SNCF :
les grévistes déjouent les manœuvres du gouvernement
26 Décembre 2019
À l’approche des fêtes, le
mouvement de grève restait déterminé. Le gouvernement qui misait sur cette
période pour mettre fin au mouvement a déchanté. Appuyé par les médias, il a
pourtant utilisé plusieurs stratagèmes et diverses intox. Mais sans résultat.
La première manœuvre est de
prétendre que la grève s’effiloche. La direction a sans doute présenté des
chiffres de grévistes en baisse, mais, curieusement, pas de trafic en
hausse ! Lundi 23 décembre, il n’y avait par exemple qu’un transilien sur
cinq et un intercités sur quatre. Même en ayant mobilisé ses cadres, le
« pool fac », une brigade de conducteurs de réserve, surpayés pour
remplacer les grévistes, la circulation des TGV n’était que de deux sur cinq.

### Données fournies
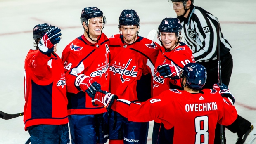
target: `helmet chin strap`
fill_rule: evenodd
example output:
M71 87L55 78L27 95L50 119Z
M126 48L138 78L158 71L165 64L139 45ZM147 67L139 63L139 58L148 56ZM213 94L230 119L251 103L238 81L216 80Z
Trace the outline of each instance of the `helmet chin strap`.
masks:
M178 40L178 38L177 39L177 40ZM162 46L163 46L163 47L164 47L164 49L165 49L165 51L166 52L171 52L172 50L174 50L175 49L175 47L177 47L177 45L178 45L178 43L179 43L178 41L177 42L176 42L176 45L175 45L175 46L174 46L174 48L173 48L171 50L167 50L164 45L163 44L163 42L162 42L162 40L159 40L160 41L160 43L161 44L161 45L162 45Z
M137 33L136 33L136 36L135 37L135 38L134 38L134 41L133 41L133 43L132 43L128 44L129 45L131 45L131 44L132 44L134 43L134 42L136 42L136 41L137 40L137 38L138 37L138 36L139 35L139 32L140 31L140 26L139 26L139 30L137 31ZM120 29L119 29L119 33L120 33L120 35L120 35L120 36L119 36L119 37L120 38L120 39L121 39L121 40L122 40L122 41L123 41L124 42L126 43L126 42L124 41L124 40L123 40L122 39L122 33L121 33L121 31L120 31Z
M89 37L89 38L90 38L90 39L91 39L91 40L92 40L92 41L93 42L98 42L98 41L99 40L100 40L100 37L101 37L101 34L102 33L102 30L103 30L103 28L104 28L104 26L105 26L105 24L103 24L103 27L102 28L102 29L101 31L100 31L100 37L99 37L99 38L97 39L97 40L92 40L92 39L91 38L91 37L90 36L90 34L89 34L89 27L88 27L88 26L86 25L86 26L87 26L87 28L88 28L88 32L86 31L85 31L85 28L84 27L83 29L84 29L85 31L86 32L86 33L87 33L87 36L88 36L88 37Z

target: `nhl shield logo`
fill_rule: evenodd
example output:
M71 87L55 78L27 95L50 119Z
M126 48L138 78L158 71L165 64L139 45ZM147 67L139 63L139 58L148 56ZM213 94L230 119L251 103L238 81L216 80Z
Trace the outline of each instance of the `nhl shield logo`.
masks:
M194 31L194 29L189 29L187 31L188 31L188 35L193 40L195 40L198 38L198 35Z

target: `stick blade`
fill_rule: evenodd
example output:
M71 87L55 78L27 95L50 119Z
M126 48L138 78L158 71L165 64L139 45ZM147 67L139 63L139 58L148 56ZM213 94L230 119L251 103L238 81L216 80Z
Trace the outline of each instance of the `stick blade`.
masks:
M8 114L0 111L0 118L4 120L9 120L21 116L23 116L23 112L16 114Z

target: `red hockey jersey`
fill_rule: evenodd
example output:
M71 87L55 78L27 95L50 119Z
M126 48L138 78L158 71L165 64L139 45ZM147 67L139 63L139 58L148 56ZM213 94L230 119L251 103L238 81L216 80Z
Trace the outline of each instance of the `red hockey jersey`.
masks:
M145 101L152 97L152 75L160 46L140 36L129 45L120 36L109 38L110 91L123 99Z
M69 115L97 114L107 111L104 107L94 106L92 98L76 87L75 81L78 75L83 74L93 78L103 90L109 90L109 39L103 33L95 44L91 43L83 35L63 50L62 59L66 80Z
M237 117L228 99L210 89L194 94L170 89L141 104L119 99L111 108L129 121L160 119L166 129L174 127L173 144L213 144L217 123L230 125Z
M189 47L183 42L180 42L179 45L179 46L170 52L166 52L164 47L161 47L157 56L154 71L153 97L158 96L164 90L174 88L170 87L171 83L181 87L179 79L172 80L169 78L164 78L161 76L157 71L158 66L163 63L172 64L175 67L177 74L179 76L185 65L190 62L195 62L192 52Z
M65 73L61 59L30 50L25 60L25 130L31 126L67 123Z

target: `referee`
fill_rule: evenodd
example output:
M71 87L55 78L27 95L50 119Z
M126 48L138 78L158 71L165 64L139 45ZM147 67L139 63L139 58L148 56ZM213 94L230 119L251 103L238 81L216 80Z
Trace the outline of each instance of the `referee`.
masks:
M207 80L204 88L212 88L218 82L217 57L218 22L215 17L202 8L195 6L194 0L169 0L171 7L180 21L181 33L185 43L191 49L196 62L204 66L207 71ZM222 80L228 86L233 68L233 59L229 51L232 47L222 33L220 40ZM214 144L220 143L220 126L217 124ZM243 144L252 129L251 123L238 115L237 120L226 127L238 138L236 144ZM224 129L225 130L225 129ZM224 143L226 139L224 135Z

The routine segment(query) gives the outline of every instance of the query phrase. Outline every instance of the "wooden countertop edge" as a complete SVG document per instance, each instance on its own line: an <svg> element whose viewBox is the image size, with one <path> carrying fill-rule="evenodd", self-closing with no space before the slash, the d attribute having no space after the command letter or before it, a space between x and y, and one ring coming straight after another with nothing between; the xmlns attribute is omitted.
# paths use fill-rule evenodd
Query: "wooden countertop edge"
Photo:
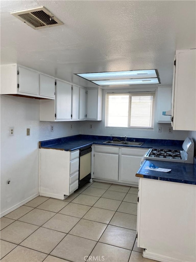
<svg viewBox="0 0 196 262"><path fill-rule="evenodd" d="M63 151L65 151L63 148L54 148L54 147L41 147L40 148L42 149L54 149L55 150L62 150Z"/></svg>
<svg viewBox="0 0 196 262"><path fill-rule="evenodd" d="M137 173L135 175L136 177L138 177L139 178L144 178L144 175L141 175L141 174L138 174Z"/></svg>

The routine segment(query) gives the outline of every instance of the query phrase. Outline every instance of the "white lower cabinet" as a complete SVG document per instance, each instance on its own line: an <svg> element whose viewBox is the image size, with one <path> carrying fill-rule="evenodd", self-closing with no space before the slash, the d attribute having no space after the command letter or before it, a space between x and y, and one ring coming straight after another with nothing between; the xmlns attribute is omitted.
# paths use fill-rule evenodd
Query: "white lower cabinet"
<svg viewBox="0 0 196 262"><path fill-rule="evenodd" d="M139 169L143 156L147 149L122 147L121 150L120 180L124 183L138 185L135 174Z"/></svg>
<svg viewBox="0 0 196 262"><path fill-rule="evenodd" d="M118 179L119 155L95 153L94 177L101 179Z"/></svg>
<svg viewBox="0 0 196 262"><path fill-rule="evenodd" d="M40 150L40 195L65 199L78 188L79 151Z"/></svg>
<svg viewBox="0 0 196 262"><path fill-rule="evenodd" d="M147 150L95 145L94 178L138 185L135 174Z"/></svg>
<svg viewBox="0 0 196 262"><path fill-rule="evenodd" d="M140 178L137 245L144 257L196 261L195 185Z"/></svg>
<svg viewBox="0 0 196 262"><path fill-rule="evenodd" d="M139 169L141 157L132 155L122 155L121 162L120 180L126 183L138 184L138 178L135 174Z"/></svg>

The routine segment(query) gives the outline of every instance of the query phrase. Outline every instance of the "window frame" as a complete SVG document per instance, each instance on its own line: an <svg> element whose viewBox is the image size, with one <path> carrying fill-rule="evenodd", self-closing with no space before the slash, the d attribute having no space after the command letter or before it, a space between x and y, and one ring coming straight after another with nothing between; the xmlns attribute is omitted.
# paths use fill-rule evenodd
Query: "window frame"
<svg viewBox="0 0 196 262"><path fill-rule="evenodd" d="M128 95L129 98L129 107L128 113L128 120L127 122L127 127L117 127L113 126L109 126L107 125L108 124L108 115L107 115L107 113L108 112L108 106L107 103L108 103L108 96L110 95ZM152 115L151 116L151 127L141 127L141 126L130 126L131 115L131 97L132 96L152 96L153 101L152 103ZM155 122L155 104L156 92L155 91L146 91L140 92L106 92L105 96L105 127L106 127L109 128L130 128L135 130L138 129L140 130L154 130Z"/></svg>

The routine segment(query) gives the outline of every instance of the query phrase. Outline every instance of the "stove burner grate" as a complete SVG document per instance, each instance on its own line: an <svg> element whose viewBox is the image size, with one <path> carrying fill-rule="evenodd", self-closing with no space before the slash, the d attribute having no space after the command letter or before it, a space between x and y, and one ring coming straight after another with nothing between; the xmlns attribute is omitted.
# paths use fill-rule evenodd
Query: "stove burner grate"
<svg viewBox="0 0 196 262"><path fill-rule="evenodd" d="M179 150L153 148L149 156L162 158L182 159Z"/></svg>

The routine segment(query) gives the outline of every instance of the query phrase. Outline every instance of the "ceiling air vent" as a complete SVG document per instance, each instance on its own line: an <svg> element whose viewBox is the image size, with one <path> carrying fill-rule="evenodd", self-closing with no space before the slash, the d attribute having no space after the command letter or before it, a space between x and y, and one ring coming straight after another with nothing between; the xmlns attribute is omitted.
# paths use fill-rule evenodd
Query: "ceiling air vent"
<svg viewBox="0 0 196 262"><path fill-rule="evenodd" d="M44 6L12 12L10 14L34 29L40 29L63 24Z"/></svg>

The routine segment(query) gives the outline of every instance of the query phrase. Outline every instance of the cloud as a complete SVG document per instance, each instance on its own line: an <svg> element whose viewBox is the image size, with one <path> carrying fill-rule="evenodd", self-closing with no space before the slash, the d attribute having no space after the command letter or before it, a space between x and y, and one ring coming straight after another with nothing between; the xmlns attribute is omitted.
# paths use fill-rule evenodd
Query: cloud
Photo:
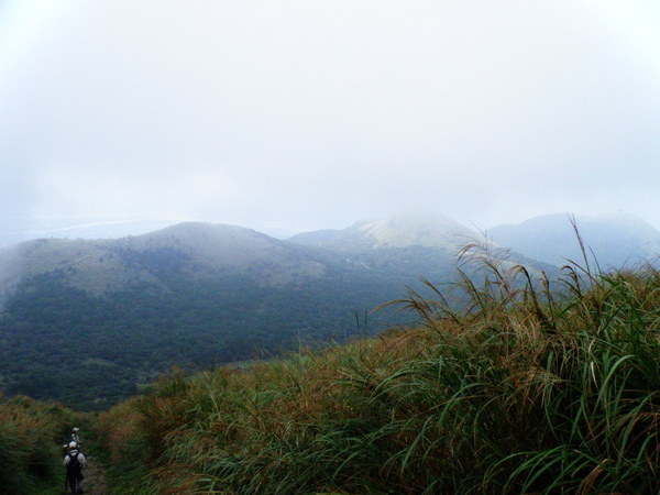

### Consignes à suivre
**a)** Résumez en deux phrases l'article sur la grève à la SNCF.
**b)** Recopiez fidèlement les lignes des enregistrements, en partant de leur début et en vous arrêtant après la ligne qui contient « M137 33L136 33L136 », cette dernière comprise. Ne reprenez pas les images dans votre réponse.

### Solutions par consigne
**a)** À l'approche des fêtes, le mouvement de grève à la SNCF restait déterminé, et le gouvernement, qui misait sur cette période pour y mettre fin, a déchanté malgré plusieurs stratagèmes. Sa première manœuvre consistait à prétendre que la grève s'effilochait, alors que le trafic restait très réduit, avec par exemple le lundi 23 décembre un transilien sur cinq, un intercités sur quatre et deux TGV sur cinq.

**b)**
target: `helmet chin strap`
fill_rule: evenodd
example output:
M71 87L55 78L27 95L50 119Z
M126 48L138 78L158 71L165 64L139 45ZM147 67L139 63L139 58L148 56ZM213 94L230 119L251 103L238 81L216 80Z
Trace the outline of each instance of the `helmet chin strap`.
masks:
M178 40L178 38L177 39L177 40ZM162 46L163 46L163 47L164 47L164 49L165 49L165 51L166 52L171 52L172 50L174 50L175 49L175 47L177 47L177 45L178 45L178 43L179 43L178 41L177 42L176 42L176 45L175 45L175 46L174 46L174 48L173 48L171 50L167 50L164 45L163 44L163 42L162 42L162 40L159 40L160 41L160 43L161 44L161 45L162 45Z
M137 33L136 33L136 36L135 37L135 38L134 38L134 41L133 41L133 43L132 43L128 44L129 45L131 45L131 44L132 44L134 43L134 42L136 42L136 41L137 40L137 38L138 37L138 36L139 35L139 32L140 31L140 26L139 26L139 30L137 31ZM120 29L119 29L119 33L120 33L120 35L120 35L120 36L119 36L119 37L120 38L120 39L121 39L121 40L122 40L122 41L123 41L124 42L126 43L126 42L124 41L124 40L123 40L122 39L122 33L121 33L121 31L120 31Z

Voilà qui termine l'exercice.